ACTIVITY:
Every record must be restated exactly. Drop the images.

MATERIAL FOR THIS EXERCISE: Begin

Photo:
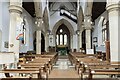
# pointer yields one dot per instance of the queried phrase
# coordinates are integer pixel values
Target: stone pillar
(88, 38)
(80, 40)
(71, 37)
(15, 10)
(88, 27)
(107, 44)
(46, 42)
(114, 28)
(38, 35)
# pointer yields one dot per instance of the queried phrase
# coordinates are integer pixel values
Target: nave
(74, 65)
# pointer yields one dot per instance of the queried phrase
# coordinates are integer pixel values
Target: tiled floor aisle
(63, 69)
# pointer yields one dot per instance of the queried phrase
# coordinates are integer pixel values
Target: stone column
(88, 38)
(114, 27)
(80, 40)
(88, 27)
(38, 35)
(71, 37)
(15, 10)
(46, 42)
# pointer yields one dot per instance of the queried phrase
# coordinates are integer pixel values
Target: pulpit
(62, 50)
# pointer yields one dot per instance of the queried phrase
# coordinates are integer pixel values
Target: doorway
(63, 39)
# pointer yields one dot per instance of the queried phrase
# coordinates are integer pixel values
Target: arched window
(65, 39)
(57, 39)
(104, 30)
(61, 39)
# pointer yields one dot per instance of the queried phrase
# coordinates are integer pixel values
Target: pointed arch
(65, 22)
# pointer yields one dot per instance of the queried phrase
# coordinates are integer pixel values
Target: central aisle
(63, 69)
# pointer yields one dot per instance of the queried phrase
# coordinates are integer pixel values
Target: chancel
(60, 39)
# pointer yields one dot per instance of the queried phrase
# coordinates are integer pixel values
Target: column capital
(112, 7)
(16, 9)
(88, 28)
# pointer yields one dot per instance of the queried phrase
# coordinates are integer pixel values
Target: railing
(66, 13)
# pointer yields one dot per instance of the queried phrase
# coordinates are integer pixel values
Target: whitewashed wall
(100, 46)
(30, 29)
(54, 18)
(5, 24)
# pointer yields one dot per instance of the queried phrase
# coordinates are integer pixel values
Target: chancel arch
(68, 26)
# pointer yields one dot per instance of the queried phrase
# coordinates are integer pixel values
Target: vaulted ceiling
(97, 10)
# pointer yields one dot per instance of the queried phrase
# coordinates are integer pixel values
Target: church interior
(60, 39)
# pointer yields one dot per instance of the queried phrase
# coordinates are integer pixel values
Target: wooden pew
(23, 71)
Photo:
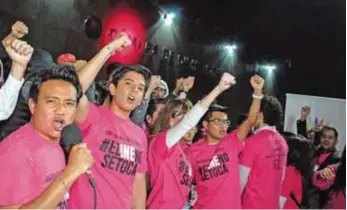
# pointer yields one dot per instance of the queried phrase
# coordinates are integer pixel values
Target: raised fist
(121, 42)
(154, 82)
(19, 51)
(226, 81)
(188, 83)
(305, 111)
(79, 64)
(19, 29)
(257, 83)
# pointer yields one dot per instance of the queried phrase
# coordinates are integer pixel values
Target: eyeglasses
(220, 121)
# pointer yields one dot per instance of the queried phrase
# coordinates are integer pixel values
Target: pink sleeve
(17, 180)
(143, 165)
(248, 153)
(233, 136)
(93, 117)
(321, 183)
(159, 145)
(288, 183)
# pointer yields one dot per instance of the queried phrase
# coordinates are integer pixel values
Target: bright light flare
(231, 48)
(169, 19)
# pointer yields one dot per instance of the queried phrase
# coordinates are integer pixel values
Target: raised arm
(20, 53)
(257, 83)
(196, 113)
(89, 71)
(79, 159)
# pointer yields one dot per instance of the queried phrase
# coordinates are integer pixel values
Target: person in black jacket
(326, 154)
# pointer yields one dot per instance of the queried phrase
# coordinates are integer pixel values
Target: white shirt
(8, 96)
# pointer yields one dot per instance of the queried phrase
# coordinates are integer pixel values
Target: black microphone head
(70, 136)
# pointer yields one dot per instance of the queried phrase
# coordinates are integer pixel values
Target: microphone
(70, 136)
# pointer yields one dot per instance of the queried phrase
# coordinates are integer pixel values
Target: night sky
(309, 33)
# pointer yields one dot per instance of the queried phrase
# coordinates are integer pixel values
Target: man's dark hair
(272, 110)
(241, 118)
(215, 108)
(152, 106)
(60, 72)
(330, 128)
(122, 70)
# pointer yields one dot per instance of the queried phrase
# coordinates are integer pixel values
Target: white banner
(331, 110)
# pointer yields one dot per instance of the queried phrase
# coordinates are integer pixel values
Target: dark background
(307, 37)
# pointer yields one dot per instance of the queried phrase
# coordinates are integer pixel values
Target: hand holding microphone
(79, 157)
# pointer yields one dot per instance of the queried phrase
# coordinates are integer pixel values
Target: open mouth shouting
(58, 124)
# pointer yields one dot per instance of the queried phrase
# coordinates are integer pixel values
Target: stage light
(168, 18)
(166, 54)
(269, 68)
(148, 47)
(155, 50)
(231, 48)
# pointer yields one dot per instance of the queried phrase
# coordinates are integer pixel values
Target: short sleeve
(248, 153)
(158, 145)
(236, 140)
(92, 118)
(143, 165)
(17, 180)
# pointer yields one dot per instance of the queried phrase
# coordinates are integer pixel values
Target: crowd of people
(138, 141)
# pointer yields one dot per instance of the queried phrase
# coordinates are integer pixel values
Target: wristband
(258, 96)
(65, 186)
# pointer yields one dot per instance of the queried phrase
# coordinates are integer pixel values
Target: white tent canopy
(331, 110)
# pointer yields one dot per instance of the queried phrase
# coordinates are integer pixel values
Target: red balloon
(128, 21)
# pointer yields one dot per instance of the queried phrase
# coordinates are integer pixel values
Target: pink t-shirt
(292, 184)
(30, 164)
(119, 149)
(265, 154)
(170, 174)
(216, 173)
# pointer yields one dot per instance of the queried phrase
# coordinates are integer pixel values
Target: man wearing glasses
(215, 157)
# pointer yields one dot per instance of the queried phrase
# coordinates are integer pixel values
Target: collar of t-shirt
(266, 127)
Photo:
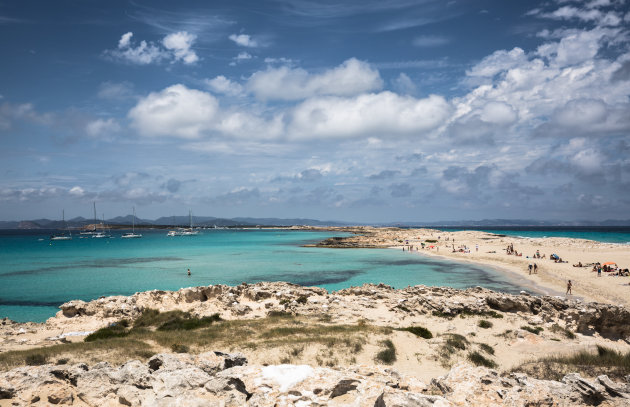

MATERIAL FOR THIS EXERCISE: End

TASK OUTPUT:
Photo:
# pointer yields one dot per instance of the queried phrase
# coordinates are integer pixel values
Target: stone pillar
(88, 38)
(80, 40)
(71, 37)
(15, 10)
(88, 27)
(107, 44)
(46, 42)
(114, 28)
(38, 35)
# pointer yields one dot per instance of the queried phrase
# coordinates are integer pixel values
Target: nave
(74, 65)
# pointer yields one dot per instance of the queried phrase
# coordinates are integer pixel values
Target: tiled floor aisle
(63, 69)
# pointer yields one dot per instance of the queried phrase
# coordinates are integer pixel values
Target: stone column
(88, 38)
(114, 27)
(80, 40)
(88, 27)
(38, 35)
(71, 37)
(15, 10)
(46, 42)
# pointer yields one dot per instance of the queried phrase
# coordinates are integer pixel values
Target: pulpit
(62, 50)
# pointer yields one dot per instance of the queried phrase
# coordinates are integer pixel values
Target: doorway
(63, 39)
# pointer yields one dot per instance of the queried phrase
# coordinates are integer pixel values
Target: arched window
(65, 39)
(57, 39)
(104, 30)
(61, 39)
# pointer yields one dot per instance of the queried phrase
# coordinates are integer pixel values
Target: pointed arch
(65, 22)
# pointer yields one dot per instance of the queried phrase
# coordinates are integer pixel values
Target: central aisle
(63, 69)
# pointer yields one dot per instance of the queried phrase
# coordinates are integer pixel values
Target: chancel
(60, 39)
# pointer yields one dot per instance of the queried phrase
# coordinates are integer pixel values
Target: column capital
(112, 7)
(16, 9)
(88, 28)
# pointer yields one dot per instance of the queried phrase
# coordinates are integer pixel values
Target: railing
(66, 13)
# pointer yields one dot per instance of the queried phrase
# coordinates are integer pixel values
Target: whitewashed wall
(100, 46)
(30, 29)
(54, 18)
(5, 24)
# pointer yields one dot per instance of the queried phrase
# coordinates are integer pixel values
Target: chancel arch
(68, 26)
# pointer yields one dot per instance of the queried phrase
# coordinates are integer pixel values
Target: vaulted ceiling
(97, 10)
# pointer yields one dot per instance of the queried phrase
# coordinates are integer pixel values
Target: church interior
(60, 39)
# pointer yields one dot per instance of the queried phrase
# coordinates are integer pixel values
Target: wooden pew
(23, 71)
Photo:
# pointer yields one dot per instance of the queried phrase
# coordinates are integer pixel values
Target: raised fist
(121, 42)
(154, 82)
(19, 51)
(226, 81)
(188, 83)
(305, 111)
(79, 64)
(19, 29)
(257, 83)
# pointer yields one dot per instance of the queried phrase
# coordinates are integer pixel values
Target: eyeglasses
(220, 121)
# pointer yields one dot per instance of the queried phrase
# coordinates are integer pixel values
Target: pink sleeve
(17, 180)
(143, 165)
(248, 153)
(233, 136)
(93, 117)
(321, 183)
(159, 145)
(288, 183)
# pointer yields one dot per instance of the queried phrase
# coordinates are integer pixel values
Target: bright light flare
(231, 48)
(169, 19)
# pointer yields one dot per instance of the queried phrase
# coordinates are integer pixel values
Target: raised arm
(20, 53)
(257, 83)
(196, 113)
(89, 71)
(79, 159)
# pointer yields one dot per instance of the queried phrase
# coordinates are integer pixel values
Target: person in black jacket
(326, 154)
# pointer yields one dot per instance of the queried phrase
# coordinates are integer pixel values
Target: white shirt
(8, 96)
# pointer yields one dot per instance of the queried phrase
# coordinates are integer pixel values
Target: black microphone head
(70, 136)
# pointer yields one dot per instance of the queried phrase
# coordinates are integer pixel values
Target: microphone
(70, 136)
# pointer yields one dot per instance of the queried phrase
# coordinates are integer pixel values
Target: night sky
(309, 33)
# pointer yields one dot per instance of the queried phrase
# coordinates are integer pixel values
Target: man's dark hair
(272, 110)
(241, 118)
(215, 108)
(152, 106)
(60, 72)
(330, 128)
(122, 70)
# pointer yields one dot per instance of the queried phrase
# coordinates are integer pixel values
Target: white banner
(331, 110)
# pointer yields one dot per instance of the queried phrase
# coordinates are integer pixel values
Target: dark background
(307, 37)
# pointer yields one dot per instance of the queried phrase
# coordinates are integer pixel values
Target: hand holding microphone
(79, 157)
# pointer yields one dot per instance of the queried phrase
# coordinates are integer pixel values
Target: open mouth shouting
(58, 124)
# pointer yields one dot per instance of the queried phrase
# coordinates are integer pixel values
Target: stage light
(168, 18)
(166, 54)
(269, 68)
(148, 47)
(155, 50)
(231, 48)
# pointer yields one dot per instance of the queried phrase
# coordinates are integer pixel values
Target: short sleeve
(248, 153)
(158, 145)
(236, 140)
(92, 118)
(143, 165)
(17, 180)
# pointer yields one dot per instance of the queried phrase
# coordinates are integer pixel values
Target: crowd of people
(138, 141)
# pointer yields one dot per instance of the queried phrase
# coordinates are integer pixel values
Target: wristband
(258, 96)
(65, 186)
# pointer yields one dot per instance of the queried phrase
# coordinates are integer pixel values
Target: white tent canopy
(331, 110)
# pointer yields one dot per instance of the queried phrase
# coordinates are integer pixel values
Target: red balloon
(128, 21)
# pointer yields one dot per instance of the queried phrase
# coordinates are integer pixel values
Target: pink t-shirt
(292, 184)
(30, 164)
(119, 149)
(265, 154)
(170, 174)
(216, 173)
# pointer yields one dot per instance of the queried phrase
# coordinates are integer pixel values
Target: man wearing glasses
(215, 157)
# pointer yields one dot per instance of the queried phrase
# coordinates are integer pixel values
Target: collar of t-shirt
(266, 127)
Photo:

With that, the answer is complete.